= DIRECTIONS =
Write out again the part of the entries that opens with the line containing "Spot the person's" and runs through the end of the entries, keeping the requests but leaving out the pictures. Multiply every coordinate in the answers by 2.4 and round each to a whole number, with halves rounded up.

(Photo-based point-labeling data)
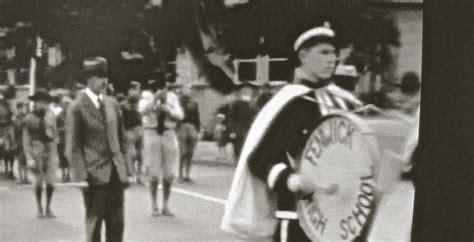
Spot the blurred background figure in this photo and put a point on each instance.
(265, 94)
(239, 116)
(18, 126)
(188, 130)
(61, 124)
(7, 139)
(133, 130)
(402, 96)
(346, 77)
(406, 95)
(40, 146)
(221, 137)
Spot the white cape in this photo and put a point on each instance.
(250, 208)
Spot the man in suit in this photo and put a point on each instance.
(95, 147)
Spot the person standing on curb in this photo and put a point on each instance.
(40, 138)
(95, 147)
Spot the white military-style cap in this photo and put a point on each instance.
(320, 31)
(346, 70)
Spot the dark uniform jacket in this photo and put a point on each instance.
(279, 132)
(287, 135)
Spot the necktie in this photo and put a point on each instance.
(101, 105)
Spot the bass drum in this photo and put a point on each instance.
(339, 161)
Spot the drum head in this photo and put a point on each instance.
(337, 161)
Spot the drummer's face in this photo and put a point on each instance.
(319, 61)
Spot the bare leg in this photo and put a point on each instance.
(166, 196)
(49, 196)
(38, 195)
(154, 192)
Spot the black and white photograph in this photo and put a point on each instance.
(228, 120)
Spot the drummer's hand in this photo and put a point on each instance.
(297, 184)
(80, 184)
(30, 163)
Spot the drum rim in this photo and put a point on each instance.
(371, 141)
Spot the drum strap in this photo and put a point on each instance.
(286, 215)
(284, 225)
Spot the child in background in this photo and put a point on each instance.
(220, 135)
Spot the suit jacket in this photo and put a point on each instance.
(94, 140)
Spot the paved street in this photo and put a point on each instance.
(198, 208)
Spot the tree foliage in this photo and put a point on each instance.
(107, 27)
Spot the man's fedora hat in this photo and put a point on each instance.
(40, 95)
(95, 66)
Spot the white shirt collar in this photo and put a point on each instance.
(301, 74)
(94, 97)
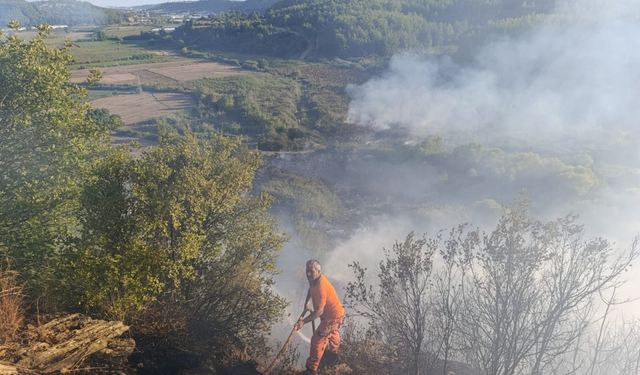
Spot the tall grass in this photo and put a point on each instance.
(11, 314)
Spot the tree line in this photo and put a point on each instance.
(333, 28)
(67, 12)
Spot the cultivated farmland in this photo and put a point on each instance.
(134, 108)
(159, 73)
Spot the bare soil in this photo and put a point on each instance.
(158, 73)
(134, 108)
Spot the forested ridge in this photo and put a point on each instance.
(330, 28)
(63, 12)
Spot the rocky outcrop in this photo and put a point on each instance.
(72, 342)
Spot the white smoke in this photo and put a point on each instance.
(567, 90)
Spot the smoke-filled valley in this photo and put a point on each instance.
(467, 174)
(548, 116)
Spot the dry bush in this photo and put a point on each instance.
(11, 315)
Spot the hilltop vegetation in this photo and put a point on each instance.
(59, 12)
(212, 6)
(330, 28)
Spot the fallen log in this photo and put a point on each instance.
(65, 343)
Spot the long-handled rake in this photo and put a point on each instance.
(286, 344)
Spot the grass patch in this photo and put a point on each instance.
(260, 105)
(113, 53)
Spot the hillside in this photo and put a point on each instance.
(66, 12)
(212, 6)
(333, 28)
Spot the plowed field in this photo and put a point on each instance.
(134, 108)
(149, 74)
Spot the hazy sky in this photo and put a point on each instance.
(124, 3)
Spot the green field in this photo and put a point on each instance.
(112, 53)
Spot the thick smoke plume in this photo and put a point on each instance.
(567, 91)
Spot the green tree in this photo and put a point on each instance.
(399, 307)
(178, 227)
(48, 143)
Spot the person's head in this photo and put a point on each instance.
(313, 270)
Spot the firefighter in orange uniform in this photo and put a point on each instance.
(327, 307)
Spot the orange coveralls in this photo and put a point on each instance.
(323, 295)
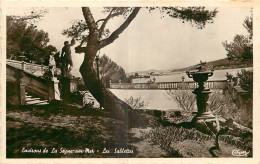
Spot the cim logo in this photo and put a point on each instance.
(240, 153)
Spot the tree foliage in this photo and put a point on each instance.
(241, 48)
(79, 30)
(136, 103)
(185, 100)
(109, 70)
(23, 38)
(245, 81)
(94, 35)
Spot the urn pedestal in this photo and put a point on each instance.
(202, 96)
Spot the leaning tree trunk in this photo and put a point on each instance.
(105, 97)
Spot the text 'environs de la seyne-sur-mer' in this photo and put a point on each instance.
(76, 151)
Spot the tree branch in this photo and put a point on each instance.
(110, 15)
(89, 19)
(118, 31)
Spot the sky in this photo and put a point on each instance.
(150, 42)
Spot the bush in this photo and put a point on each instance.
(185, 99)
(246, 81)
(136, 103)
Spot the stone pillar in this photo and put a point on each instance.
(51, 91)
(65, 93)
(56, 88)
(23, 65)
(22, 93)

= COMPLETE OUTPUT =
Spot the person's head in this photo and put a point on each instance.
(751, 648)
Spot the firefighter in orange uniform in this photo and put a point on each instance.
(785, 737)
Spot the orange coveralls in this photo and put a point on each instance.
(775, 708)
Spot the cim logo in this photo and put a point on each instance.
(576, 367)
Spot the tree foliage in this photo and put a point on each instance.
(578, 115)
(190, 72)
(326, 247)
(444, 240)
(262, 168)
(55, 91)
(588, 194)
(226, 84)
Spot the urn pedestal in this photo and put a point on each instance.
(485, 230)
Spot the leaning tree trunk in this photo and put a point on each instance.
(252, 233)
Spot the text 'environs de la seyne-sur-mer' in this photo and put a point on each instance.
(182, 362)
Spot the tree branch in this photo and put a point on each instance.
(264, 36)
(214, 46)
(283, 74)
Spot the sky in this photo and put a point on each instance.
(360, 101)
Spot the bush in this photo and put a point on each instance.
(444, 238)
(590, 194)
(326, 247)
Spot the stone pillar in this photo and put a point on each instance.
(122, 218)
(156, 223)
(134, 211)
(55, 156)
(53, 223)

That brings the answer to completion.